# TO DO
Rewrite the rows starting with the line containing "Where can the flower" and continuing through the end of the rows, including each request unchanged. Multiply every answer coordinate by 2.2 and round to the nearest whole number, with halves rounded up.

Records

════════

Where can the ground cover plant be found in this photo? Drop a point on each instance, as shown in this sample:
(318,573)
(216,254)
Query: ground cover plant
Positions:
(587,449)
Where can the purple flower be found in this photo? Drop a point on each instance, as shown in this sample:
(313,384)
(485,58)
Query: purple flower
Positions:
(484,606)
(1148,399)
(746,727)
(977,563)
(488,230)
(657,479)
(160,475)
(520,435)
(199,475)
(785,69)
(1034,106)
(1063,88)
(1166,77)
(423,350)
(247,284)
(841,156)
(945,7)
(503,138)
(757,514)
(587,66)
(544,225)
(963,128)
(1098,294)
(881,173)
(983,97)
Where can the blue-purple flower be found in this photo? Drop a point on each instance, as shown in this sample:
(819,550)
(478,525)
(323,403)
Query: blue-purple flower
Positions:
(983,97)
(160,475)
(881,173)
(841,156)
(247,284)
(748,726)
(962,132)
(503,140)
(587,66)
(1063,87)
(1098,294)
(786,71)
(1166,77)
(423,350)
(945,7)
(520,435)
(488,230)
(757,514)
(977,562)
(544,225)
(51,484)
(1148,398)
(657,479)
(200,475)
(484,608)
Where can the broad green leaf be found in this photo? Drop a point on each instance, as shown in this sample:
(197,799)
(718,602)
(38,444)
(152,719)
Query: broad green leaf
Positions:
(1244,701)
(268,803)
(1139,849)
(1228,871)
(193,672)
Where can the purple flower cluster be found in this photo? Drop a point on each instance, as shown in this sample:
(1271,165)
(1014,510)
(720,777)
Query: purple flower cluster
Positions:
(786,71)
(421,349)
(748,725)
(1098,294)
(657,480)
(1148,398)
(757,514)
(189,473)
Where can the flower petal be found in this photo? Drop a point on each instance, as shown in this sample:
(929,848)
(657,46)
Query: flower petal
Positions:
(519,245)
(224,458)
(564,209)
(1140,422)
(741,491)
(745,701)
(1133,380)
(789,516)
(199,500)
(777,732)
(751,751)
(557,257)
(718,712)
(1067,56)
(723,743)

════════

# IN RESPONSE
Where can the flower petal be found in this photo? Drop a point on each instance, as shown in this sample:
(929,848)
(657,46)
Query: flower petal
Positions:
(1142,539)
(493,1008)
(1241,460)
(2508,928)
(1630,1080)
(1639,1542)
(2493,836)
(1736,1135)
(438,1100)
(1709,1610)
(1652,1652)
(1225,565)
(1580,1566)
(2347,123)
(1591,1635)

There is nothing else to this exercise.